§ **Input for this task**:

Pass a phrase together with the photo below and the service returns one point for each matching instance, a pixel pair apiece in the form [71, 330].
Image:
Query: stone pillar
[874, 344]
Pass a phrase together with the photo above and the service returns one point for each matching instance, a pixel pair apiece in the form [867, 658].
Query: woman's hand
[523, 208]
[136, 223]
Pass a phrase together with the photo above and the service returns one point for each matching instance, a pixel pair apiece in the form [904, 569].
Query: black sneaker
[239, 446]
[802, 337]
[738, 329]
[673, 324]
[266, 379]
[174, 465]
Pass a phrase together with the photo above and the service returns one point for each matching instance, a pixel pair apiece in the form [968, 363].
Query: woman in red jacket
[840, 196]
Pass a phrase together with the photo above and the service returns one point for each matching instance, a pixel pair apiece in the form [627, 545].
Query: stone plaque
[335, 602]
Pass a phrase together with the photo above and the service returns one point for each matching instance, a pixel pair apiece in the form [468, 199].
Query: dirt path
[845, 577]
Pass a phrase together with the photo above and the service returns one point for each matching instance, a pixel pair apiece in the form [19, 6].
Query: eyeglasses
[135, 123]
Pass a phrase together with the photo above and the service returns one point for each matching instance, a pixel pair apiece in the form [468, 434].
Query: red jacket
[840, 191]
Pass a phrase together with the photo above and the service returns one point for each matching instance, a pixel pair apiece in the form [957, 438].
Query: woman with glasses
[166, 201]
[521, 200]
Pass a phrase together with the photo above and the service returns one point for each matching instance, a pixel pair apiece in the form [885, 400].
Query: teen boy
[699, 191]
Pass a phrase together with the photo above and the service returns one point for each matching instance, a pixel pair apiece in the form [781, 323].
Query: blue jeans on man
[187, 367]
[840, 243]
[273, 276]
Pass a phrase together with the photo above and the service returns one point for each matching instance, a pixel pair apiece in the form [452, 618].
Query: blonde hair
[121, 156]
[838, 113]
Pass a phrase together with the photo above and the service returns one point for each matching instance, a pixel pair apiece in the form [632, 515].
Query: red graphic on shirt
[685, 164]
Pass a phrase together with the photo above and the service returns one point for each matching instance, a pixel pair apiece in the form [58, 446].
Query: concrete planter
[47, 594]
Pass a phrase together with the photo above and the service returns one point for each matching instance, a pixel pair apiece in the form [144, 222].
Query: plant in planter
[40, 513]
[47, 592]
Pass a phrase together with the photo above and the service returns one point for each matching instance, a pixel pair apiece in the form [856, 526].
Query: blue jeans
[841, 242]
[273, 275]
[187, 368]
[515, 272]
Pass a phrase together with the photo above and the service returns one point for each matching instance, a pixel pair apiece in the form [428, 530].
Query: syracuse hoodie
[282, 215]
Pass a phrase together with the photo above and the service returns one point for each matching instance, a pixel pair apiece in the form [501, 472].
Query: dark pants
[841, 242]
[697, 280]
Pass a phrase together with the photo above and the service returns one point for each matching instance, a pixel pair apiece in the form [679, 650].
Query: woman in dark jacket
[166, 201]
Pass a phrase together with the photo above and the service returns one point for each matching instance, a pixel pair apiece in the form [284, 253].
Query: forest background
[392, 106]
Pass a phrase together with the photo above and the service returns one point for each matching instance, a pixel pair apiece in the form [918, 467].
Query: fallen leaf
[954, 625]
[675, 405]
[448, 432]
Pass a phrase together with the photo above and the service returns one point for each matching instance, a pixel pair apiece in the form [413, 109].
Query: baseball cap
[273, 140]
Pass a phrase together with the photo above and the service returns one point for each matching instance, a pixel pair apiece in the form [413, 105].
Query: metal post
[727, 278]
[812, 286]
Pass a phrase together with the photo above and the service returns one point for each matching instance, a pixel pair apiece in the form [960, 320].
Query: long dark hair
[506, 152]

§ **Objective**: Change every "pixel pair" in the listing above to "coordinate pair" and write the listing out again with nothing else altered.

§ **Worked solution**:
Pass a phrase together with the photo below and the service returns one point for each matching instance, a coordinate pair apiece in the form [71, 330].
Image:
Query: stone pillar
[874, 344]
Pass a phrase together with the photo above and the service returns one point for each matching instance, a coordinate pair apiece in the form [867, 658].
Query: woman's hand
[523, 208]
[136, 223]
Pass a phrase together with the photo above and the service returns one point for each matching instance, a coordinate pair apiece in the form [904, 569].
Query: black sneaker
[239, 446]
[802, 337]
[738, 329]
[673, 324]
[266, 379]
[174, 465]
Pass a phrase together with the photo above and the service returns one point for each matching instance, a coordinate pair apiece in the form [968, 363].
Query: woman in red jacket
[840, 196]
Pass a phrase together with the photo above and the service returns one point for each matching instance, a coordinate pair apiece in the form [627, 545].
Query: stone plaque
[335, 602]
Pass a phrase together with the photo above and the service returns one point for each matching instance, a coordinate pair apiece in the form [468, 199].
Query: dirt path
[845, 577]
Pass a phrase together with the photo above and the service returns one point for each matching instance, a coordinate pair apiece in the form [19, 6].
Query: eyeglasses
[135, 123]
Pass a phrase together with the photo above and the service returns one point for each matching instance, a coordinate pair apiece in the form [468, 434].
Query: red jacket
[840, 191]
Pass a phrase together with the photo above and the service returns one point for each matching instance, a coordinate pair apiece in the form [957, 438].
Query: woman with glasses
[166, 201]
[521, 200]
Pass a phrase together with the photo above and the service returns one point for each matching instance, a coordinate pair apiece in the form [885, 400].
Query: teen boy
[699, 191]
Pass a phrase together with the photo above and the service returns one point for each matching instance, a coordinate pair apiece in the form [781, 323].
Query: blue jeans on man
[187, 367]
[840, 243]
[273, 276]
Pass a phrase together with the photo above and the service returns one point for each matching instance, a coordinate pair apiece in the form [452, 618].
Query: blonde hair
[121, 156]
[838, 113]
Pass a phrase together with the photo above and the service returns one point for each matching instance, a coordinate pair apiece in the form [632, 515].
Query: red graphic on shirt
[685, 164]
Pass a phrase together with the photo above and the service returns one point for each matching instance, a coordinate pair apiece in the form [58, 446].
Query: concrete planter
[47, 594]
Pass a phrase together with the photo above and the service returns one point for each matching instance, a coordinate pair apiece in the form [144, 222].
Query: plant in planter
[40, 513]
[47, 592]
Pass a phrase together with the photo above and the service returns one point for each matching instance, a coordinate pair apiece in the form [856, 526].
Query: blue jeans
[841, 242]
[273, 275]
[187, 368]
[515, 272]
Pass a phrase together with the photo above and the service returns one point for each matching instance, a coordinate pair apiece in the form [428, 530].
Query: syracuse hoodie
[282, 215]
Pass a phrase together with the photo above and the service returns one point for each matching instance, a coordinate pair apiece in the form [501, 472].
Query: dark pants
[841, 242]
[697, 280]
Pass a phrase together with the photo above and the service returns one point for each matching instance, a coordinate pair apiece in the form [679, 650].
Query: woman in dark jacket
[166, 201]
Pass a phrase together with the photo above and the service returns one point for each matching instance, a coordinate pair apiece in the form [284, 253].
Query: forest background
[392, 106]
Pass a phrase together with the photo above and the service returns one point for each matching instance, a coordinate pair apiece in the form [918, 467].
Query: fallen leaf
[954, 625]
[675, 405]
[448, 432]
Pass a phrase together with the photo above and the service returns one point for each matching instance, a coordinate pair apiece in the form [413, 109].
Query: baseball cap
[273, 140]
Pass a phrase together with the photo above and the service returns one point for each matching instance, a coordinate pair apiece in the form [413, 105].
Query: metal post
[727, 278]
[812, 286]
Pass a phrase together with the photo above and the service returns one point for each matching instance, a coordinate pair apiece in the form [960, 320].
Query: long dark hair
[506, 152]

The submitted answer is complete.